* _Objective 1_: Gather every line of the records that contains the word "roof", matching case exactly.

* _Given text_:
════════

What you say about water white honey versus the darker honey is partially true in my experience and in my area. I price my honey the same regardless of color and I find that the lighter honey does indeed sell better in the local 24 hour store where I have it on the shelf. However, when I take my honey to any of the local markets and my customers have a chance to taste the different honeys I invariably sell more of the medium and dark amber honeys. In fact, this past weekend I sold over twice as much of the darker honey than I did of the light honey.

My personal belief is that since most buyers are used to buying the light honey in the supermarket, until they actually get a chance to taste some of the darker honeys, they just don't know what they're missing.


----------



## Bob Harrison (Mar 15, 2005)

You can always promote and sell darker single *source honey* in local markets.

What I refer to is packers. Let me explain. Many will not agree with packers methods but still I speak the truth about their methods from direct experience.

*If* you sell bulk honey in drums (like I do at times) you sell to packers which want a uniform product. Taste and color are very important to those people. 

All honey is not equal in flavor and color. Honey you see sold as say California sage or Midwest clover may be in fact mixed with some off tasting honey. Packers want each jar of *their* brand you buy to be similar in color and taste. Blending is the only way to do so.

Buckwheat and heartsease honey is fine as a single source honey but almost imposible to sell to packers not selling the honey as a specialty honey. Takes a lot of honey to change the flavor of buckwheat or lose the odor of heartsease.

Over half of the honey sold in U.S. stores today is from foreign sources and is blended. A common blend is two drums of water white excellent honey to eight drums of dark amber Argentine honey.

U.S. beekeepers could gear up and produce all the honey sold in the U.S. but with the low price of honey today not a wise move as many times the prices offered by packers is below the cost of production.

Maybe now when the list reads those bulk honey sales of the internet you will realize the price is directly effected by the color (pflund scale) and the flavor & odor. I have seen a honey produced in fall around Carthage ,Texas which was water white and had an excellent flavor but smelled like dirty socks. Not sure of what honey gave the odor.

I unloaded 60 drums out of South Dakota for a new packer friend a few weeks ago and he asked what I though of the honey. Extra light amber and good flavor but the distinct odor of heartsease (smartweed). Smartweed honey also has the problem of really getting dark after normal heating by a packer to filter and bottle. He called later to say I was right and the bears really stand out on the shelves due to the dark color. My friend is only in his late twenties and is learning but he needs to beware as one semi of off flavor honey can hurt sales. He took over an established market but still all packers know if a customer switches brands it will be a long while before they return (if ever).
Most the list is hobby but it never hurts to understand the way packers think.


----------



## Martha (Feb 14, 2004)

Hi,
Yeah, those are small sizes. I sell 6, 12 & 19 oz jars. I did sell a full gallon of raw unfiltered straight from the extractor last year.

It would depend on who you are selling to. Friends/family? Most of the people I sold to were my fellow homeschoolers, neighbors, family and church people. I would let them taste some, then they would remark on how different it tasted than what is in the full line grocery stores. My comb honey didn't sell as well. I guess people don't like chewing the wax.

════════

* _Objective 2_: Pick up the forum thread on selling honey after its last sentence and continue it.

════════

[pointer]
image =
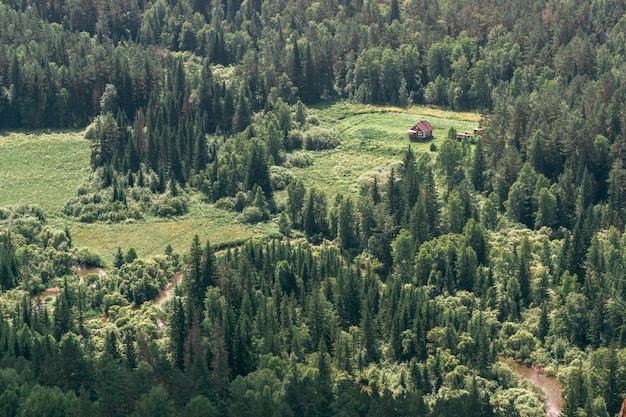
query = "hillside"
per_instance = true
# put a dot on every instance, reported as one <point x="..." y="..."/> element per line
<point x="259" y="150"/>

════════

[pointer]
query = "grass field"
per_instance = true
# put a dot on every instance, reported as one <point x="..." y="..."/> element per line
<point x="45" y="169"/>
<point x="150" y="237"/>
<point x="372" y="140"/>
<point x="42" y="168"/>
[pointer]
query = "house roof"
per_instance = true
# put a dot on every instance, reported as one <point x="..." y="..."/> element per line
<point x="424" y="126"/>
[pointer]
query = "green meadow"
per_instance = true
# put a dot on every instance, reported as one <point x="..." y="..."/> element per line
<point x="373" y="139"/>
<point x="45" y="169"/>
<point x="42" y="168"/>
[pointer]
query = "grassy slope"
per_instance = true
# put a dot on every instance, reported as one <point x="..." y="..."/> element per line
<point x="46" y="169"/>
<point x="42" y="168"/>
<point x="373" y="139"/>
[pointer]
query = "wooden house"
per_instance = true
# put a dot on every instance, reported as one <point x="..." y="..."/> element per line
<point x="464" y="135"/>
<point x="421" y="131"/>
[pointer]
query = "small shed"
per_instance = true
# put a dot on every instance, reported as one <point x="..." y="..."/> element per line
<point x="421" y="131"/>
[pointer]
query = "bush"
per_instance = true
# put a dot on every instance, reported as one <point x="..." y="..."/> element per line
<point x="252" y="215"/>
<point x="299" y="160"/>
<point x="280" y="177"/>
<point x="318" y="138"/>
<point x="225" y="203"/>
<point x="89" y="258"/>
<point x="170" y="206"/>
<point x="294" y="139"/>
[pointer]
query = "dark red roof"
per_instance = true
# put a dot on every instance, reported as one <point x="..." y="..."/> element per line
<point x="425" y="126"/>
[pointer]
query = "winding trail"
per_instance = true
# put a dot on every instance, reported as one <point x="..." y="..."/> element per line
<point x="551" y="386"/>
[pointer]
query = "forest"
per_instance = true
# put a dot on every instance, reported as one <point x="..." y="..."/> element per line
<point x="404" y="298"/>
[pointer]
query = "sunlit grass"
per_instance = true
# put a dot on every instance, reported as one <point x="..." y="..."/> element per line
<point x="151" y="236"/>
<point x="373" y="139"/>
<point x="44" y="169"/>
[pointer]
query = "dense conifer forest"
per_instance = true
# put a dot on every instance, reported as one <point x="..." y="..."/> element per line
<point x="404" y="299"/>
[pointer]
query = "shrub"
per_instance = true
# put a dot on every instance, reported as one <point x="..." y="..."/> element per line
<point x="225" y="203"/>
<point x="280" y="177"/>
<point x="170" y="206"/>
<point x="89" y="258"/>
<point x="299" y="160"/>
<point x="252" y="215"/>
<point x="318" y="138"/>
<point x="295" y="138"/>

════════

* _Response 1_:
query = "house roof"
query = "dark red roof"

* _Response 2_:
I still have a few jars left and people return my canning jars (that I used first because that is what I had here) for refills.

If you have some people who want a larger amount, make a deal and get some mason jars. Ask them to bring a big jar from home.

I weigh my jar, turn the scale to zero then fill with honey to be sure of the weight of the jar. Then I know what to print on my label. Remind people honey is sold by weight not fluid ounces.

If I am not clear here - it's because I've not had coffee yet.

For people to taste - carry those little straight pretzel sticks or coffee stir sticks. Only thing w/ the pretzels pieces may come off and salt.

Oh Bob, thanks for the info on the big guys world.

Martha


----------



## Hillside (Jul 12, 2004)

So much of the price depends on your market. And your market can vary depending on your circumstances. 

If I had to sell all my honey through friends and family, I don't think I would even be able to get super market prices since I just don't know that many people who use a lot of honey.

But in my case I own a small greenhouse business and I can market my honey right along with the flowers. I can get a higher price and people seem to be in a mood to buy. But even at that, if I go more than about 10% above super market prices, I start hearing complaints about it being too expensive.


----------



## Bob Harrison (Mar 15, 2005)

There are always complaints about prices. If the customer has his wallet out or her purse open I talk about the quality of the product! The sale is going to happen. 

Some people are never happy with prices. Always want a cheaper price. Especially the ethnic market. In many foreign countries the seller thinks you are stupid if you do not try for a better price!

At a Mexico border town a couple years I waited for a U.S. tourist to buy a serapi for list price ( $65 U.S.). I bought the next serapi for a fourth the price he paid. I speak some Spanish and we both laughed about the *stupid* ******!

You do other beekeepers trying to make a profit an injustice by selling local honey below store prices!

Put a good quality jar of honey in their hands and they will be back whatever the price!


----------



## tecumseh (Apr 26, 2005)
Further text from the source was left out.